INSTRUCTIONS FOR THE TASK: Rewrite everything in the material below from the line containing "the white display" down to the line containing "[162,56,171,90]", both included, as a two-column CSV with the headers text and answer. Each text and its answer share one row, with each value in a single quoted field and line breaks turned into spaces.

[Collected data]
>>>
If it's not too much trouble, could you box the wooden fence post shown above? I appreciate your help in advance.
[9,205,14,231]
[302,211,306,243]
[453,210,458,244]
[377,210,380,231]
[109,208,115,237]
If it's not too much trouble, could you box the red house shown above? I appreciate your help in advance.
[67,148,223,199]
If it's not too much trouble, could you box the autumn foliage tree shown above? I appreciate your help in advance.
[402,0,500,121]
<<<
>>>
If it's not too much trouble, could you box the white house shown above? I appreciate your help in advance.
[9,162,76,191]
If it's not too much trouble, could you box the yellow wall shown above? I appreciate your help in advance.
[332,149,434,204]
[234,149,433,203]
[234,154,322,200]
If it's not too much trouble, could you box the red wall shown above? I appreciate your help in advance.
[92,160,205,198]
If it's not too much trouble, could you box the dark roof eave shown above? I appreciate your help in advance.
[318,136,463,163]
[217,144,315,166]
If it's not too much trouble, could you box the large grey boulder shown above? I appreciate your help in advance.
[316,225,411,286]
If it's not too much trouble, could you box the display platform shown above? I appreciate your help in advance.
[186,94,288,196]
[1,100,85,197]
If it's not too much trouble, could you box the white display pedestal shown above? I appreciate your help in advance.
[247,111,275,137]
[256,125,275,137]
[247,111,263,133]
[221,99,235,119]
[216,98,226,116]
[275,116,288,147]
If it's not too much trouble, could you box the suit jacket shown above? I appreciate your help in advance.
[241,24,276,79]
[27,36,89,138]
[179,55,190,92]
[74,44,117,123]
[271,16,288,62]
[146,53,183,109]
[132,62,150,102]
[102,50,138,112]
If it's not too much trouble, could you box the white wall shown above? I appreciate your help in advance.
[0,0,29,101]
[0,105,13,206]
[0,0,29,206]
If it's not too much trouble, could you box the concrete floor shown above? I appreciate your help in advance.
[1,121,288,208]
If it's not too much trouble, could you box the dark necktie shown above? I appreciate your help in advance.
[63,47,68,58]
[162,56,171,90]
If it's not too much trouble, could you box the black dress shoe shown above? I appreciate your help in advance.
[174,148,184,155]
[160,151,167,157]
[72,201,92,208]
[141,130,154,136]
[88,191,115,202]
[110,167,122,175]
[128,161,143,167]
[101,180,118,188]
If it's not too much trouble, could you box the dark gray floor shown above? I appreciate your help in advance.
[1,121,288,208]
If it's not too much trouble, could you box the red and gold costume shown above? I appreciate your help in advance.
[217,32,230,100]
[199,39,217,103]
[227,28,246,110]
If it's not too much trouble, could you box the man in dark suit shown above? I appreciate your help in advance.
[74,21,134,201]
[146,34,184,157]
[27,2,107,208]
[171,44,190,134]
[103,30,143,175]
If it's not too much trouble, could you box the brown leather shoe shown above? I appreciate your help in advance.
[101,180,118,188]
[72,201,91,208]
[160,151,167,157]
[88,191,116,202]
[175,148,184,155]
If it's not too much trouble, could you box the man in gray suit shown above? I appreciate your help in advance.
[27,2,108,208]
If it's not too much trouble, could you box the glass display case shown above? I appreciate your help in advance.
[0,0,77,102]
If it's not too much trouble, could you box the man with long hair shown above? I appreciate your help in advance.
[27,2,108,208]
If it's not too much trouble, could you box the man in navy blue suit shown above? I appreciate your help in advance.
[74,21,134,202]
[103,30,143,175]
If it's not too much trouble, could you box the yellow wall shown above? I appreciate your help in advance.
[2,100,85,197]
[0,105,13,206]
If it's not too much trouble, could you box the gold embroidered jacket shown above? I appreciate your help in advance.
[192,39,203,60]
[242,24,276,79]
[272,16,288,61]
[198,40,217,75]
<<<
THE OUTPUT:
text,answer
"If it's not too much trouble, could you box the white display pedestal shown above? I appreciate your help in advance.","[247,111,275,137] [256,125,275,137] [247,111,263,133] [221,99,235,119] [216,98,226,116] [275,116,288,147]"
"If it's not too much trouble, could you box the suit jacket shown above? I appreciate your help in advance.","[241,24,276,79] [27,36,89,138] [179,55,190,92] [74,44,117,123] [271,16,288,62] [146,53,183,109] [132,62,150,102] [102,50,138,112]"
"If it's not too much trouble, could you box the white wall shown above? I appreciate your help in advance.","[0,0,29,101] [0,105,13,206] [0,0,29,206]"
"If it's not too much trouble, could you box the concrete floor shown above? I appreciate your help in advance.","[1,121,288,208]"
"If it's not too much trouble, could you box the dark necktie shown above? I appreciate your help in advance.","[63,47,68,58] [162,56,171,90]"